▶ [Task directions] Collect all lines containing the word "below" from the data.

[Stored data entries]
"""

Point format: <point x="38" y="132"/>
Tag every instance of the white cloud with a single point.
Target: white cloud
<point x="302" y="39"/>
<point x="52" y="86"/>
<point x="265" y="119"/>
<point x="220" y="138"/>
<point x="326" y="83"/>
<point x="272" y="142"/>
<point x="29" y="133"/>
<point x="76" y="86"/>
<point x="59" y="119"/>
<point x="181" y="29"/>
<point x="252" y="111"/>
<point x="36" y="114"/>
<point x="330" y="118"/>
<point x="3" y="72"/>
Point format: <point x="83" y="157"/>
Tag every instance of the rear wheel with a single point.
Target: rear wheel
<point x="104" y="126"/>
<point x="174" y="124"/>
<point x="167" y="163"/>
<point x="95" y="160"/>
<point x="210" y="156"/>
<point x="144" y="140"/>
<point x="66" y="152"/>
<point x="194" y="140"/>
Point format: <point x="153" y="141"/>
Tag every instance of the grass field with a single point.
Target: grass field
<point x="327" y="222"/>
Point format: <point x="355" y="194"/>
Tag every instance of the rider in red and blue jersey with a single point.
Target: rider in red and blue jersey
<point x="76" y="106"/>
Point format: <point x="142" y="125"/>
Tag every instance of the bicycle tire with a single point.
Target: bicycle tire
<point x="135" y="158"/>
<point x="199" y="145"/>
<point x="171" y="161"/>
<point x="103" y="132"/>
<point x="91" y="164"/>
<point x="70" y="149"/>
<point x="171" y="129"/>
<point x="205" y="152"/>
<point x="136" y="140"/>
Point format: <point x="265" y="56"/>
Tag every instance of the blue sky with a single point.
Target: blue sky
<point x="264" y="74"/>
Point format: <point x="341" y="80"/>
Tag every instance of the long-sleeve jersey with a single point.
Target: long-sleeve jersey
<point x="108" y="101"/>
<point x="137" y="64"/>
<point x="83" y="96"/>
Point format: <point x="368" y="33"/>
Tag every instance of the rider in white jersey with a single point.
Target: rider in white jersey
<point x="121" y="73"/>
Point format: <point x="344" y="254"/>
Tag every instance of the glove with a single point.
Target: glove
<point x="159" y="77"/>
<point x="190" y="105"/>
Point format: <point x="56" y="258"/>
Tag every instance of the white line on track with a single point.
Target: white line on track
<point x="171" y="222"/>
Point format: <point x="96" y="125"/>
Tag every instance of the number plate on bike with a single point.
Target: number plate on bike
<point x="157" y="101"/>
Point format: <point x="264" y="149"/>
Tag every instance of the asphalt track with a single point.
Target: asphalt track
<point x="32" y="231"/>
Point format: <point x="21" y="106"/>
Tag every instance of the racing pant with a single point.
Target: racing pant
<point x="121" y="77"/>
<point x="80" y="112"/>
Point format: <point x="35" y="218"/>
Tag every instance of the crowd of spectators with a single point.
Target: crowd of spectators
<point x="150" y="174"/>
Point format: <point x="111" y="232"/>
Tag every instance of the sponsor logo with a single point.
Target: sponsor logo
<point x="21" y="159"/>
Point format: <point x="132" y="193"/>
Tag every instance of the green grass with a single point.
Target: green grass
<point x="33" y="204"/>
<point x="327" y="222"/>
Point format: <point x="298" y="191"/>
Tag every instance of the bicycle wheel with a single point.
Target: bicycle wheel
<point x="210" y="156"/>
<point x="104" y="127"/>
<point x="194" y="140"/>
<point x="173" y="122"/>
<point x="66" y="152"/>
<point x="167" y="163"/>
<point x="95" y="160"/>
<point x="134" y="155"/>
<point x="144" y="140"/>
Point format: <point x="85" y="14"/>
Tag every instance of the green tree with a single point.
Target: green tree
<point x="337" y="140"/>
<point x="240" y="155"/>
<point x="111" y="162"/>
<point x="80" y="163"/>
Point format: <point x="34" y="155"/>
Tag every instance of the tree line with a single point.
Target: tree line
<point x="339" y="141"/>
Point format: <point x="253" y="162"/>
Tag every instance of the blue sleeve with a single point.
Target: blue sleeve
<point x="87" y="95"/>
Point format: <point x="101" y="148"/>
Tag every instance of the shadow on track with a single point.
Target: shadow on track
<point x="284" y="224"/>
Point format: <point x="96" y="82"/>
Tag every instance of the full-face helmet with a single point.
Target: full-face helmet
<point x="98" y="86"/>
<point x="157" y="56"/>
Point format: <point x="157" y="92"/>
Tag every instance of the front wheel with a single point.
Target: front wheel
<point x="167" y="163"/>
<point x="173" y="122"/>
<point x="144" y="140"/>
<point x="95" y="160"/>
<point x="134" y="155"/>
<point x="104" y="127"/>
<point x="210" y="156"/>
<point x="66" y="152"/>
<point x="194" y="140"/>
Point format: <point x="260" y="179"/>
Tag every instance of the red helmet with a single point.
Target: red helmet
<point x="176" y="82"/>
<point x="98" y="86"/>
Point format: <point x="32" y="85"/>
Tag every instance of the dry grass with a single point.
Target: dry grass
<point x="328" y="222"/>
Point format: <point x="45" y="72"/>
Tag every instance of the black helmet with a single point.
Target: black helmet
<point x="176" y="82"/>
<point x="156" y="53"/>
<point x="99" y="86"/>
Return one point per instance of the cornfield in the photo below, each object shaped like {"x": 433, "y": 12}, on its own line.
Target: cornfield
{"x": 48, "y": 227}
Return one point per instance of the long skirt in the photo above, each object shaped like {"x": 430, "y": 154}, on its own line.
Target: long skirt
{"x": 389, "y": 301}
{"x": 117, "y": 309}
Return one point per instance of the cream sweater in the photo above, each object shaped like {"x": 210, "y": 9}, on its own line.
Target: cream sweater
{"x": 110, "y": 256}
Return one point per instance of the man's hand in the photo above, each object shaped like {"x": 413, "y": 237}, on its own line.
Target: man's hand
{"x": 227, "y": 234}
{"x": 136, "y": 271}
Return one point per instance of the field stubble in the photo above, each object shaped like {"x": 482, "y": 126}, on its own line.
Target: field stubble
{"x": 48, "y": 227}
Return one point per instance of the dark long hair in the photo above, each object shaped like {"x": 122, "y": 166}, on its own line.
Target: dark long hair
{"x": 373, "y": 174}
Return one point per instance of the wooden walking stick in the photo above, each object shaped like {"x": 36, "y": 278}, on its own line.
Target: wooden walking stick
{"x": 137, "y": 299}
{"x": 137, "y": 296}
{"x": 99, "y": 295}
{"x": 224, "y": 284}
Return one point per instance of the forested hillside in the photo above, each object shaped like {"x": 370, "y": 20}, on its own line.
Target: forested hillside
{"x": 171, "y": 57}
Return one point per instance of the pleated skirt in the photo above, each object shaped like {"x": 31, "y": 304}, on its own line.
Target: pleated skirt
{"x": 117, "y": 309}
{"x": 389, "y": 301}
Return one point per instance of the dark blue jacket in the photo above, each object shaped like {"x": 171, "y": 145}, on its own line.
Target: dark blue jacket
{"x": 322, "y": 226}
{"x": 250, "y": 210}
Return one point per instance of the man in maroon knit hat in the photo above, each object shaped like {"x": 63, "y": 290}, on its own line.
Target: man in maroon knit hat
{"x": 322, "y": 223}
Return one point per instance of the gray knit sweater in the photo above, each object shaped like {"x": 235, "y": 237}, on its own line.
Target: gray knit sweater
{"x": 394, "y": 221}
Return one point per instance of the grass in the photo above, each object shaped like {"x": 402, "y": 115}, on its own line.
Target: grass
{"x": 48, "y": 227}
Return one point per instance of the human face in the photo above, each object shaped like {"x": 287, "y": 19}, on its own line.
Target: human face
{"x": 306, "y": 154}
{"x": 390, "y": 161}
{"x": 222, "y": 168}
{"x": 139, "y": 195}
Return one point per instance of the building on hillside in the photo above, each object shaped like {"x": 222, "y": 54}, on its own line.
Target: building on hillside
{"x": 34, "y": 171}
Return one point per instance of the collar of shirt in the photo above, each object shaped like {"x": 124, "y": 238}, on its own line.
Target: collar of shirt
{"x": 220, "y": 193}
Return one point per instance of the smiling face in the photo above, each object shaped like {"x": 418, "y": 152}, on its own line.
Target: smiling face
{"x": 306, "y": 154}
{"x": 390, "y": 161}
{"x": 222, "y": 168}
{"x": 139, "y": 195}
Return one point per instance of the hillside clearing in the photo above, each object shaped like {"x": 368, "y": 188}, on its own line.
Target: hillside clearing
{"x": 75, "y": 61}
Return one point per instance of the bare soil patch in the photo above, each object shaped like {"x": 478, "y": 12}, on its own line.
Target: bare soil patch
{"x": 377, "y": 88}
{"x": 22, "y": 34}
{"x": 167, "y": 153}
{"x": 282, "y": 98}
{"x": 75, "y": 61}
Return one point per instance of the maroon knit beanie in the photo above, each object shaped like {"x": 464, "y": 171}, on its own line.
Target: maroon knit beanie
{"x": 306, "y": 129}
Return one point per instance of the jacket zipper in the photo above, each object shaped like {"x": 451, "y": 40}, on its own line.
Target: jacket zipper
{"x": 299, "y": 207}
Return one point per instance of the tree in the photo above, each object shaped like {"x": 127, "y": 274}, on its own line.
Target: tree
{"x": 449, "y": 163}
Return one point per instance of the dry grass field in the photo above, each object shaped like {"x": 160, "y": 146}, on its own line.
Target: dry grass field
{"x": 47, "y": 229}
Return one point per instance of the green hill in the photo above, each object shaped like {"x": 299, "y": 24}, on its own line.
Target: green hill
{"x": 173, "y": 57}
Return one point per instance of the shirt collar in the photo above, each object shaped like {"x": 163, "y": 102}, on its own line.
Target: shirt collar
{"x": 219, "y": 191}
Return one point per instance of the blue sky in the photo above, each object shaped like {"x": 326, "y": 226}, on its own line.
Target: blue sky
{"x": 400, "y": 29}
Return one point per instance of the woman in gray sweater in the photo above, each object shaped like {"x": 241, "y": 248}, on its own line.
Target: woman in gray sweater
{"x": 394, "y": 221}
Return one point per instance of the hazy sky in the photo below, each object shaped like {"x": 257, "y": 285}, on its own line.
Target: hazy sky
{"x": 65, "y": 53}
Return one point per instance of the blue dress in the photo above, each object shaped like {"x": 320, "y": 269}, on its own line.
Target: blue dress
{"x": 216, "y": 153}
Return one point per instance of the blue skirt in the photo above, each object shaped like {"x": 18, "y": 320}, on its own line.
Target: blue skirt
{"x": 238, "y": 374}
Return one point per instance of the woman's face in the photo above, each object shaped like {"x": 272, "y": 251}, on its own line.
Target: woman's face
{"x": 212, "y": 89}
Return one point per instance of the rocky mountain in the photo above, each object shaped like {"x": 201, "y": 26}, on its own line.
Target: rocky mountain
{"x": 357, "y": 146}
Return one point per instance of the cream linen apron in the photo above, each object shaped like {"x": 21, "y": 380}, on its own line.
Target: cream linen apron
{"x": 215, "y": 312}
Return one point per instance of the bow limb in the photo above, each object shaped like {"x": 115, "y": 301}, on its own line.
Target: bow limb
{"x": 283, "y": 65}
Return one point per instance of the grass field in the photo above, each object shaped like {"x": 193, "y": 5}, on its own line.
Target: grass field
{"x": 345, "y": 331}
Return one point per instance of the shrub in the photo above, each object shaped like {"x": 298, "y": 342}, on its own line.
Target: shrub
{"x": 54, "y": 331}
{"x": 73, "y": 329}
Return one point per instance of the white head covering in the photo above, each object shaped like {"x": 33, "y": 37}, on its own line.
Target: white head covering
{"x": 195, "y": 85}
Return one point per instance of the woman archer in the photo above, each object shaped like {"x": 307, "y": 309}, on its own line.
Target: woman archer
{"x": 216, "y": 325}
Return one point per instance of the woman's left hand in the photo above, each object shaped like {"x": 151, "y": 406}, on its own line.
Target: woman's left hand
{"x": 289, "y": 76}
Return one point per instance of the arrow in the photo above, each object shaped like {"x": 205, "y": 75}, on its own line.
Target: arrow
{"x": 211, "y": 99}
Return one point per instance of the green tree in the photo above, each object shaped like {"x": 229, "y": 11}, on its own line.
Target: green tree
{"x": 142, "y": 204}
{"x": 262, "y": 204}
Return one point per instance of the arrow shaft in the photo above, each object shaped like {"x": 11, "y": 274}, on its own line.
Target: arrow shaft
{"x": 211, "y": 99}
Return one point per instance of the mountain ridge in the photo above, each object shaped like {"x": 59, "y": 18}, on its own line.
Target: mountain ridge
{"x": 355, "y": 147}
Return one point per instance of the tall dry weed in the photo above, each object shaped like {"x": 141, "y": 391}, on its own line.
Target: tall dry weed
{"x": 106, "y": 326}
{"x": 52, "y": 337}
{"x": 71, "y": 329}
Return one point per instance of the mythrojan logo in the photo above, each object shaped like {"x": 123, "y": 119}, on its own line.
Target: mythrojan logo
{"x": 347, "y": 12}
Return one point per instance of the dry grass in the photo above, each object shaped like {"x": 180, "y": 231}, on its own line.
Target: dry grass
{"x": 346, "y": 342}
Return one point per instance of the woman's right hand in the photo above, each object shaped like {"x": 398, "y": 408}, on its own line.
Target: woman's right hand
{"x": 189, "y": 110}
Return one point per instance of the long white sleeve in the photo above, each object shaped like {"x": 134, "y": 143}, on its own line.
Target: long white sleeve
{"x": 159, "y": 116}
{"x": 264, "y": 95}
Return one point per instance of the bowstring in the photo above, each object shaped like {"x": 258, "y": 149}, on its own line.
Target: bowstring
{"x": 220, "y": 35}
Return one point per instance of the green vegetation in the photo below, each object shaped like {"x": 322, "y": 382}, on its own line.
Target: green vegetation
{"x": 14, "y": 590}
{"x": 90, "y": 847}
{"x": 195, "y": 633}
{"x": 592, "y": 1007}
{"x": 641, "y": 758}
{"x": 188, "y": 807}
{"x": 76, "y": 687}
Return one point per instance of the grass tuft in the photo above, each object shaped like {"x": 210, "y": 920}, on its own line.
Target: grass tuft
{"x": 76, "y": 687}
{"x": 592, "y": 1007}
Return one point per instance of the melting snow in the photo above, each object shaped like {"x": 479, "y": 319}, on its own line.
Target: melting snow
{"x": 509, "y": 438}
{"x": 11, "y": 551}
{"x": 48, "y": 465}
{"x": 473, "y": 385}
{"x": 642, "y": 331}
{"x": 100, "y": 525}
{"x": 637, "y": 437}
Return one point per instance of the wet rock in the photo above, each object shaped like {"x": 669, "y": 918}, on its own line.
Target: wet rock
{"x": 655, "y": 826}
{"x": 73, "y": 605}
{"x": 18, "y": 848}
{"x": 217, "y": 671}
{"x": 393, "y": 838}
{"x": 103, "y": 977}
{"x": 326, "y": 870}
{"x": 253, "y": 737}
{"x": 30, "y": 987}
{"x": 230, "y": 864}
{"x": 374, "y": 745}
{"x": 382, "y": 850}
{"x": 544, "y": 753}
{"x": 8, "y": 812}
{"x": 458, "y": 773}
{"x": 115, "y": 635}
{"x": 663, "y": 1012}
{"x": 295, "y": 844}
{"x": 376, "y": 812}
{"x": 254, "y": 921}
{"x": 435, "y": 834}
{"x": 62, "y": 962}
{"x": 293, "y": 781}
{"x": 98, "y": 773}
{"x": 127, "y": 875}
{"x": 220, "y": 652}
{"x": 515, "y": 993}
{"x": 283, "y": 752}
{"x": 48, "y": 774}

"""

▶ [Response to this exercise]
Return one point per instance of the cornfield in the photo below, each object shaped like {"x": 433, "y": 12}, on its own line.
Return one point per instance of the hazy sky in the photo below, each object shaped like {"x": 257, "y": 285}, on its own line.
Return one point per instance of the green vegetation in the photo below, each object shaped like {"x": 322, "y": 382}, on its own line.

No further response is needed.